[What this task involves]
When you copy the entries, keep every word exactly as it stands.

[Material for this exercise]
++++++++

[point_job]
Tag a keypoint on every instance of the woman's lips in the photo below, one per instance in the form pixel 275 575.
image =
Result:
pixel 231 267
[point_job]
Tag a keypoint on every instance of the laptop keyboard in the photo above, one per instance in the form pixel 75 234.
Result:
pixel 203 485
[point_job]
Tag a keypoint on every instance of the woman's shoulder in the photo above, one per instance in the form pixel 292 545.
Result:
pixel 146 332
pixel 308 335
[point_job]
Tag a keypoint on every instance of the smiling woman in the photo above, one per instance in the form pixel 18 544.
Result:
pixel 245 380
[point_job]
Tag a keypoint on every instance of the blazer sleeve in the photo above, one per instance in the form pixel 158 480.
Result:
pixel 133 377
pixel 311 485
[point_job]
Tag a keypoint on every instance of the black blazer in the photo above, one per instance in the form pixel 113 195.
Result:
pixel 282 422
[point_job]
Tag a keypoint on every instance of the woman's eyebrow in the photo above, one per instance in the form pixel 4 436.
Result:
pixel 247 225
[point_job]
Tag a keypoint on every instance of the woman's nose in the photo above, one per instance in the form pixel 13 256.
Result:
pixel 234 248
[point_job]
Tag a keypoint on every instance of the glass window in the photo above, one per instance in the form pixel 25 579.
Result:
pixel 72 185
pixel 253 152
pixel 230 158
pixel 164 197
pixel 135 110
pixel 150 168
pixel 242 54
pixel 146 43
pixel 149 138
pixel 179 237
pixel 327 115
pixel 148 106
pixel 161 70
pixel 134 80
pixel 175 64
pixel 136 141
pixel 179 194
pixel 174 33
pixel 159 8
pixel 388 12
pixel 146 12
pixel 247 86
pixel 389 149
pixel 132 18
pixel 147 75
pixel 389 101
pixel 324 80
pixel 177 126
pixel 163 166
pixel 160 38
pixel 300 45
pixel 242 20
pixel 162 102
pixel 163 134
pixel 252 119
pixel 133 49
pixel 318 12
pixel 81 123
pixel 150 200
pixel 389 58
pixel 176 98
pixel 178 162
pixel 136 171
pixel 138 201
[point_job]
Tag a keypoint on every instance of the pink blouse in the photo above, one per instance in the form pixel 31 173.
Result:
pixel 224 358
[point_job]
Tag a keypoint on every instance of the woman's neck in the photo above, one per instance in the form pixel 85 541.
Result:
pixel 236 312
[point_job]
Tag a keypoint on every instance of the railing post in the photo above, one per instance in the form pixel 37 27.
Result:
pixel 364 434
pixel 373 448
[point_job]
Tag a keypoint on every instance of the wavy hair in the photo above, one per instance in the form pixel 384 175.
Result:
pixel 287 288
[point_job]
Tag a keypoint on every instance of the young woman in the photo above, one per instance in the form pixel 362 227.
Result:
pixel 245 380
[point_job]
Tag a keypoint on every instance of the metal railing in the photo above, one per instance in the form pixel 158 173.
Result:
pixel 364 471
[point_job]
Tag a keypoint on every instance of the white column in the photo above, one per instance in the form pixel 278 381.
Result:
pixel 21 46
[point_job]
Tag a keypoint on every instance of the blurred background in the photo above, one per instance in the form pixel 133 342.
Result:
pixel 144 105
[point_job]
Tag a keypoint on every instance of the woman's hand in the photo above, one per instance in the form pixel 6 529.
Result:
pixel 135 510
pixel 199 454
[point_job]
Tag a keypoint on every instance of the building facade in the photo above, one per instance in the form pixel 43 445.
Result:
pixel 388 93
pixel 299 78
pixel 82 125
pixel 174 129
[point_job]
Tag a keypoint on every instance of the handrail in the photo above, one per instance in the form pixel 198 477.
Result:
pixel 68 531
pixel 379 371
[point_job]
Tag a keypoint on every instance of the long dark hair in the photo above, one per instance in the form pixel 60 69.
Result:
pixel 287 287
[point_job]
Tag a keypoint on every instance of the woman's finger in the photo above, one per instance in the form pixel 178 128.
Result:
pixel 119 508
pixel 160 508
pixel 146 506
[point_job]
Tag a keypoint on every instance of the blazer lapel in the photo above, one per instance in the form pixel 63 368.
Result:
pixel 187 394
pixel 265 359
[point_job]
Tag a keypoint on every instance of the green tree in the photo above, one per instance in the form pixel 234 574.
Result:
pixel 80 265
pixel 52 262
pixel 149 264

++++++++

[Solution to the problem]
[point_job]
Tag a keypoint on every instance of the woman's lips in the photo below, one per instance in the form pixel 275 575.
image =
Result:
pixel 231 267
[point_job]
Tag a keypoint on every instance of the laptop keyboard in the photo above, one per instance in the form pixel 75 234.
Result:
pixel 203 485
[point_job]
Tag a keypoint on every instance of the woman's shoulder in the photo above, one per instance in the form pixel 292 545.
Result:
pixel 146 332
pixel 308 335
[point_job]
Tag a keypoint on every instance of the smiling woman in the photo above, one per instance in the form pixel 18 544.
Result:
pixel 245 380
[point_job]
Tag a keypoint on every instance of the blazer sleeve in the photo above, one per instance in the form pixel 158 480.
Result:
pixel 133 377
pixel 311 485
[point_job]
Tag a keypoint on every instance of the black blazer in the photo above, one per instance in the form pixel 113 195.
Result:
pixel 282 422
[point_job]
Tag a keypoint on every instance of the woman's eyebrow in the photo above, one per instance in the form pixel 4 436.
Result:
pixel 247 225
[point_job]
Tag a keypoint on every instance of the woman's nose in the photo above, one per instance in the form pixel 13 256.
Result:
pixel 234 248
[point_job]
Tag a keypoint on every instance of the glass window in the photo above, one per instance in the form pixel 25 579.
Result:
pixel 72 185
pixel 253 152
pixel 230 158
pixel 164 197
pixel 135 110
pixel 150 168
pixel 242 54
pixel 146 43
pixel 149 138
pixel 179 237
pixel 327 115
pixel 148 106
pixel 161 70
pixel 134 80
pixel 175 64
pixel 136 141
pixel 179 194
pixel 174 33
pixel 159 8
pixel 388 12
pixel 146 12
pixel 247 86
pixel 389 149
pixel 132 18
pixel 147 75
pixel 389 101
pixel 324 80
pixel 177 126
pixel 163 166
pixel 160 38
pixel 300 45
pixel 242 20
pixel 162 102
pixel 163 134
pixel 252 119
pixel 133 49
pixel 318 12
pixel 81 123
pixel 150 200
pixel 389 58
pixel 176 98
pixel 178 162
pixel 136 171
pixel 138 201
[point_job]
Tag a keypoint on every instance of the pink blouse in the photo above, one per instance in the form pixel 31 173.
Result:
pixel 224 358
[point_job]
Tag a keypoint on every instance of the woman's neck in the photo above, one per instance in the form pixel 85 541.
Result:
pixel 236 312
[point_job]
Tag a keypoint on every instance of the railing post in the photo above, one per instance in the form pixel 37 27.
Result:
pixel 364 434
pixel 373 448
[point_job]
Tag a keypoint on every instance of the wavy hair in the photo above, one per instance in the form pixel 384 175.
Result:
pixel 287 288
[point_job]
Tag a keypoint on every instance of the young woman in the photo above, one per instance in the form pixel 362 227.
Result:
pixel 245 380
[point_job]
Tag a keypoint on every instance of the metal railing in the photo above, one per instance in the form pixel 158 173.
Result:
pixel 364 471
[point_job]
Tag a keypoint on every instance of the white column in the photo above, one per instance in the form pixel 278 381.
Result:
pixel 21 46
[point_job]
Tag a keypoint on every instance of the blurred background in the photo above, one per instance in the form pixel 133 342.
Result:
pixel 144 105
[point_job]
Tag a keypoint on every instance of the woman's hand in the photo above, one per instance in the form pixel 6 529.
Result:
pixel 135 510
pixel 199 454
[point_job]
Tag a keypoint on every instance of the building facade in the photo above, one per instance in the form pixel 43 445.
Result:
pixel 388 93
pixel 299 78
pixel 82 125
pixel 174 129
[point_job]
Tag a keypoint on every instance of the handrail in the photo above, one per instance in the form pixel 198 477.
Result:
pixel 68 531
pixel 379 371
[point_job]
Tag a keypoint on every instance of the long dark hair in the photo above, one per instance in the form pixel 60 69.
Result:
pixel 287 287
[point_job]
Tag a keypoint on every instance of the woman's finger in the photo above, one per instance in the form pixel 178 128.
Result:
pixel 119 508
pixel 160 508
pixel 146 506
[point_job]
Tag a keypoint on every instance of the blazer lapel in the photo above, one per instance in the form pixel 63 368.
Result:
pixel 187 394
pixel 265 359
[point_job]
Tag a keypoint on every instance of the green tree in the photo above, one per instance in the form pixel 234 574.
Result:
pixel 80 265
pixel 52 262
pixel 149 264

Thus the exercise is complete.